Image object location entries
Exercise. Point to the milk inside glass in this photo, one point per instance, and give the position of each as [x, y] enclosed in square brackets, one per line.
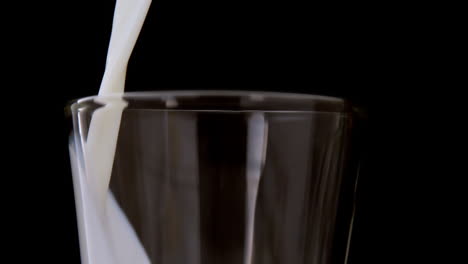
[106, 236]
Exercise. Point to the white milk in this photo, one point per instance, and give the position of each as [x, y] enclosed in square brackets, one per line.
[106, 236]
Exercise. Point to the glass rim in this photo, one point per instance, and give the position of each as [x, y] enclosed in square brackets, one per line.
[262, 101]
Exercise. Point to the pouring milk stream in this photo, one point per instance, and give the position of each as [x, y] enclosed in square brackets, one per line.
[107, 236]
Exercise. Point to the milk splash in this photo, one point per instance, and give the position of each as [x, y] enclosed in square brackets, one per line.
[106, 236]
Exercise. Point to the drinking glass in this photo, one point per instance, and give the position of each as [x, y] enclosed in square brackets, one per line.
[210, 177]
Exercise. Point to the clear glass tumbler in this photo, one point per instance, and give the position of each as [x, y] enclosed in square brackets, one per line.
[211, 177]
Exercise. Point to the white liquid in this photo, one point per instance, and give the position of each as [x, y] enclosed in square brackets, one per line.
[106, 236]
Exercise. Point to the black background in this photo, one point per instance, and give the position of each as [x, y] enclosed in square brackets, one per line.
[352, 51]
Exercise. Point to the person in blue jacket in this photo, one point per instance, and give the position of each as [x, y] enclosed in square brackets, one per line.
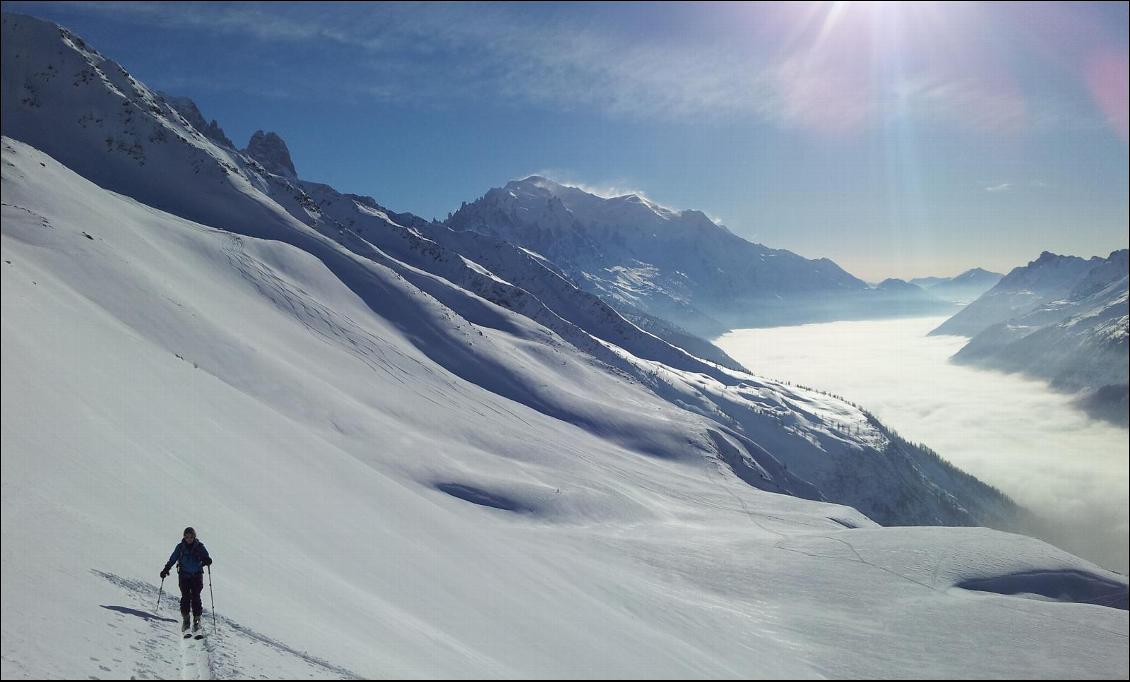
[191, 558]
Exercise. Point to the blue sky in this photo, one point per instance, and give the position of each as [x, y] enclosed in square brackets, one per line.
[898, 140]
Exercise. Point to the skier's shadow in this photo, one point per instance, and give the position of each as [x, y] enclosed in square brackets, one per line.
[141, 614]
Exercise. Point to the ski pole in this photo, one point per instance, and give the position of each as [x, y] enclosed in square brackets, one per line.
[213, 595]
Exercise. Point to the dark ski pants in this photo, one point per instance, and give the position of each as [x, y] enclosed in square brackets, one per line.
[191, 586]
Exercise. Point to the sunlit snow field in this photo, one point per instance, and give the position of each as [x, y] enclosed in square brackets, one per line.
[1008, 430]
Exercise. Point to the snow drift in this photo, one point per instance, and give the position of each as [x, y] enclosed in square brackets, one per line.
[415, 453]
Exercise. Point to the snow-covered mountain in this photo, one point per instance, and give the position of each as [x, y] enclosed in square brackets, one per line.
[1023, 290]
[416, 451]
[964, 288]
[678, 265]
[1068, 324]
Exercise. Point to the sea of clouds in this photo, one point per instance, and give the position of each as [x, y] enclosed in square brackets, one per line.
[1010, 431]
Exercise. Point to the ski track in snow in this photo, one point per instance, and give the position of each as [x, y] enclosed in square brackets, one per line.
[209, 658]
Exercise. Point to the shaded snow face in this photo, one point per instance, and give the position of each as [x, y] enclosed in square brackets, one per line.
[1007, 430]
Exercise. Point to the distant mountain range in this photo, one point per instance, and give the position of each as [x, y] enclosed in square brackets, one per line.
[964, 288]
[475, 466]
[1062, 318]
[678, 265]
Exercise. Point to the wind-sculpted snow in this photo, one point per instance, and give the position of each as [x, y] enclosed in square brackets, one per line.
[417, 454]
[477, 282]
[381, 499]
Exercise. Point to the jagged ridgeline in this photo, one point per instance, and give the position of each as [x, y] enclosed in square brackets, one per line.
[427, 452]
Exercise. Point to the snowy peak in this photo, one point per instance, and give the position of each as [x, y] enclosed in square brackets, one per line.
[645, 258]
[188, 108]
[271, 151]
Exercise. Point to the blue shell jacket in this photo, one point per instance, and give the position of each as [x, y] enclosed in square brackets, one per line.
[192, 558]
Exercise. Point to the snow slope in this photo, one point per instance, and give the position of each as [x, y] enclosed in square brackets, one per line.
[1024, 289]
[1061, 318]
[373, 514]
[428, 454]
[773, 436]
[674, 264]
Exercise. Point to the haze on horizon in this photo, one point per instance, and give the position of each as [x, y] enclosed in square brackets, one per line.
[900, 140]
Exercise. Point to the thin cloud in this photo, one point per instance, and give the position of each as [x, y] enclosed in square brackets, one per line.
[814, 73]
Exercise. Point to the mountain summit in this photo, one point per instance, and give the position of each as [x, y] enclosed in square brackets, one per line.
[641, 255]
[271, 151]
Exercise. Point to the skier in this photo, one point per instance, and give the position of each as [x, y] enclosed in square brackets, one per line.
[192, 558]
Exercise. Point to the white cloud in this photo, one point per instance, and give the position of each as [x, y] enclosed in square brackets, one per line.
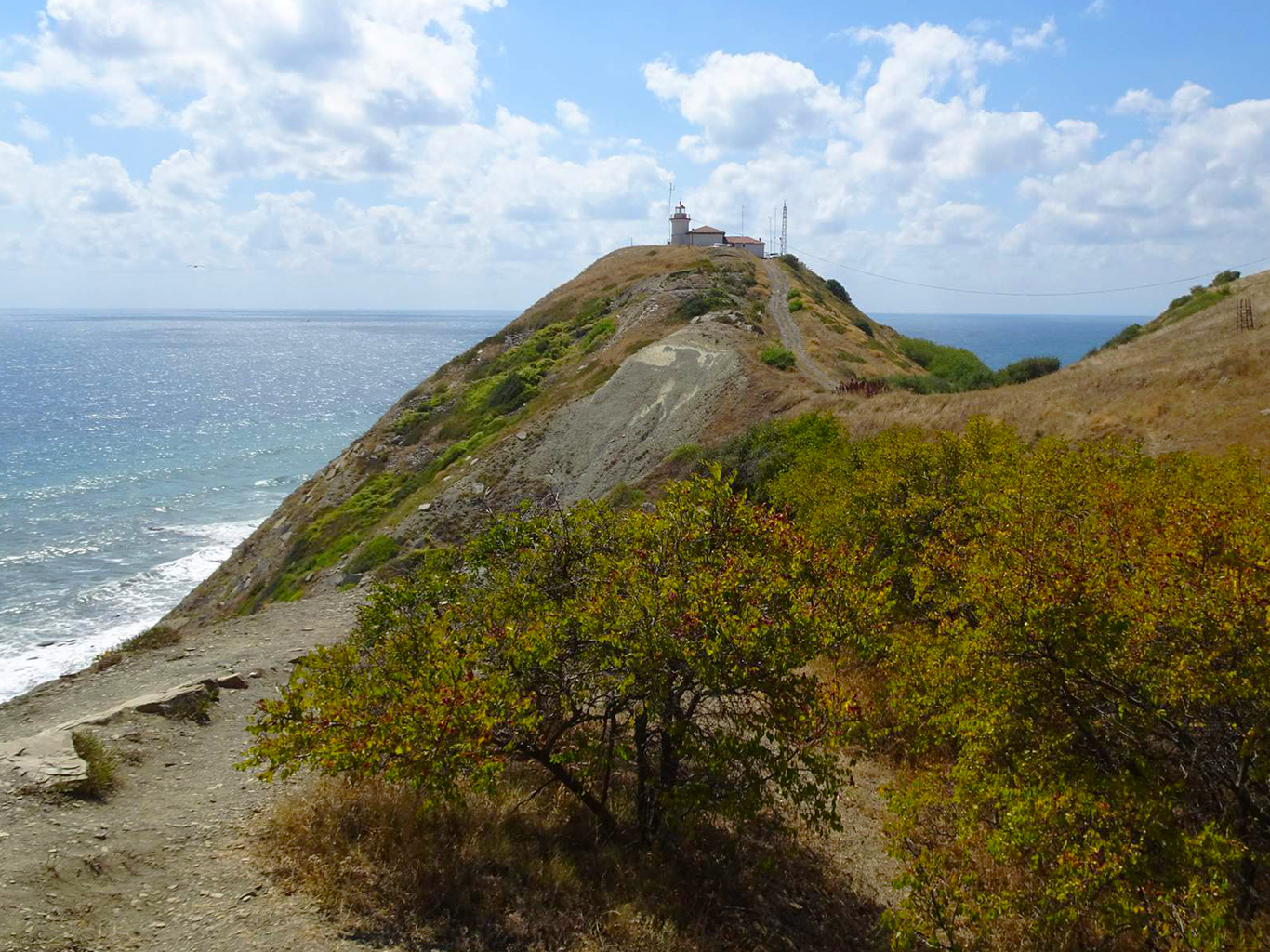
[745, 101]
[1207, 174]
[572, 117]
[310, 87]
[1037, 40]
[1189, 98]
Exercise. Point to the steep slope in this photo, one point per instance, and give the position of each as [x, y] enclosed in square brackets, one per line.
[592, 388]
[1190, 381]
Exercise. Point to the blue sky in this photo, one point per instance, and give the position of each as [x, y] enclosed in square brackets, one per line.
[478, 152]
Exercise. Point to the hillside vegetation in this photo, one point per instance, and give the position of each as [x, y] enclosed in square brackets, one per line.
[589, 389]
[1062, 645]
[1187, 379]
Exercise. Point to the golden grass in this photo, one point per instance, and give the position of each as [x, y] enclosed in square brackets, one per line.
[1197, 385]
[492, 876]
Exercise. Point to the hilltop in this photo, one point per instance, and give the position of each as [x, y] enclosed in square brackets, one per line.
[1187, 379]
[592, 390]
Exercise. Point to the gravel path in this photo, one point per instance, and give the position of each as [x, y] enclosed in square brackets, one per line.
[167, 861]
[790, 336]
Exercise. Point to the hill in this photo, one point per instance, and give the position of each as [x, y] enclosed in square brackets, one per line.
[1189, 379]
[590, 390]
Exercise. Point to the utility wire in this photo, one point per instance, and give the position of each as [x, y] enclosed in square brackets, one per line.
[1020, 294]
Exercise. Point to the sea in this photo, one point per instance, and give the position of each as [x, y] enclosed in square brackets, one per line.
[138, 448]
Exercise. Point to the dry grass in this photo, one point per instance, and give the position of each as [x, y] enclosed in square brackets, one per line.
[492, 876]
[1197, 385]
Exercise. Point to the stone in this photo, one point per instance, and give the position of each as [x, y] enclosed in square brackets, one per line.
[48, 760]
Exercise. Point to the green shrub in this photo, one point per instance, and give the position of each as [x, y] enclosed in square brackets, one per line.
[509, 393]
[374, 553]
[1125, 336]
[623, 496]
[1027, 368]
[101, 764]
[777, 357]
[655, 692]
[1078, 669]
[599, 332]
[959, 367]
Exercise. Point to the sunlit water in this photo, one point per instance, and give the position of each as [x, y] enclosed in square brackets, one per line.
[139, 448]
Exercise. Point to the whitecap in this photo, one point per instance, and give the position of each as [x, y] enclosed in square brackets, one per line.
[131, 604]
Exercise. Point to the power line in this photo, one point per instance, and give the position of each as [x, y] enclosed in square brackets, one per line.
[1021, 294]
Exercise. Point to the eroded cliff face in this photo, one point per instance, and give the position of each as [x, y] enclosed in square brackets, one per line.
[592, 388]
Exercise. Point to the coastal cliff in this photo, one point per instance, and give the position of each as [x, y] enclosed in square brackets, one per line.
[592, 389]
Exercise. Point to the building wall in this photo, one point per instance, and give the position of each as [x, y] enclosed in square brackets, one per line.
[705, 239]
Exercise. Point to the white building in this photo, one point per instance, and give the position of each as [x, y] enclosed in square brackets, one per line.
[682, 233]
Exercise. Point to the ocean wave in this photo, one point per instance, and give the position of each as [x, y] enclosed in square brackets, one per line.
[103, 615]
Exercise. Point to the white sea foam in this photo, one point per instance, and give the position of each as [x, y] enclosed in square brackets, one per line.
[121, 608]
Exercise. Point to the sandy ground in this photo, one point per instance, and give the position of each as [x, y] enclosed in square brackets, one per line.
[165, 864]
[169, 861]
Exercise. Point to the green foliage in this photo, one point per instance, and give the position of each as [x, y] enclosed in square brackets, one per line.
[686, 455]
[1128, 334]
[1078, 666]
[509, 393]
[149, 640]
[917, 384]
[961, 368]
[763, 452]
[652, 666]
[374, 553]
[623, 496]
[601, 330]
[837, 289]
[100, 777]
[777, 357]
[697, 305]
[1197, 301]
[1027, 368]
[339, 531]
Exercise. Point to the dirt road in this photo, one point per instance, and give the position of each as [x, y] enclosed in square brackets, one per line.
[790, 334]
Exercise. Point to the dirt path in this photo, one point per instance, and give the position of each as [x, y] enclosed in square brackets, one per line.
[165, 864]
[790, 334]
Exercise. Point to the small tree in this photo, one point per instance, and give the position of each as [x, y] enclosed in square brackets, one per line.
[652, 664]
[837, 289]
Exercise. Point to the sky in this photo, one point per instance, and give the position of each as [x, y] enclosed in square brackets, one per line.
[443, 153]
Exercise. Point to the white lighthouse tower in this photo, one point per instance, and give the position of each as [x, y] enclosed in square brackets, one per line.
[680, 226]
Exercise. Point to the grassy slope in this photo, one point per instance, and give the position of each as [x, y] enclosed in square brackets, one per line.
[568, 344]
[1193, 382]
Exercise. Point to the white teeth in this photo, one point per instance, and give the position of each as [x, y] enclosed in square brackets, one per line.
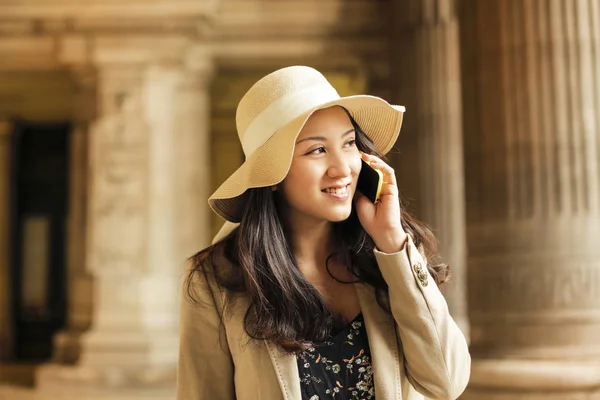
[337, 190]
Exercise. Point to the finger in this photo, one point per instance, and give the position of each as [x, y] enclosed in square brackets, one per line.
[389, 175]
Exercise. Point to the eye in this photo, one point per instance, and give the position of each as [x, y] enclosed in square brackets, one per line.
[318, 150]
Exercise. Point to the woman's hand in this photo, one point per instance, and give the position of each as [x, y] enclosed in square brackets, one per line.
[382, 220]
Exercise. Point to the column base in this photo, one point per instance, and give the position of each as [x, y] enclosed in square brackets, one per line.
[111, 363]
[79, 382]
[533, 380]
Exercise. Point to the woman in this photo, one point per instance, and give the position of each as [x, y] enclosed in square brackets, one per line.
[316, 292]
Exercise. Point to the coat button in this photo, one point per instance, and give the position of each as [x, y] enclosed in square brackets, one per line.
[421, 274]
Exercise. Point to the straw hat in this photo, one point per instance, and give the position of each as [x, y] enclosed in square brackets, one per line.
[271, 115]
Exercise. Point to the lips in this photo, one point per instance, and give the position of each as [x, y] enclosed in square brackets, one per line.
[337, 190]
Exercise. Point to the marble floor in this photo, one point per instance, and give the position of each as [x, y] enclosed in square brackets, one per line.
[8, 392]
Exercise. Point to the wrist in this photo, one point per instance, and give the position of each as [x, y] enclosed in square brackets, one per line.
[394, 243]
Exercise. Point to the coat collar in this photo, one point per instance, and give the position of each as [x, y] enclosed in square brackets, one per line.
[381, 331]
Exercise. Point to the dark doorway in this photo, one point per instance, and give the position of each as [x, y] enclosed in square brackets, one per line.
[39, 187]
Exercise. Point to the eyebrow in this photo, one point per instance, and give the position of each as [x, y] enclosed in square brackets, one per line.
[322, 138]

What is expected –
Write out once more the lines above beginning at the line with "Exercise. Point to the wrist"; continue through the final line and stop there.

Output –
Exercise. Point to the wrist in this photo, one point per instance, and give the position of each as [x, y] enclosed in square brackets, one per line.
[394, 243]
Exercise. Point to the coat collar in this photo, one point per instance, and give the position of each as [x, y] enclosed in square brackets, one per line.
[381, 331]
Exercise. Point to the dark doorway in this photo, one point per instance, and give the position of each as [x, y] enclosed in square brackets, one per line.
[39, 187]
Exercise. Point to the eyebrow in this photo, one point per instance, and give the position of each as [x, y] enclosed in square brackets, one per line.
[322, 138]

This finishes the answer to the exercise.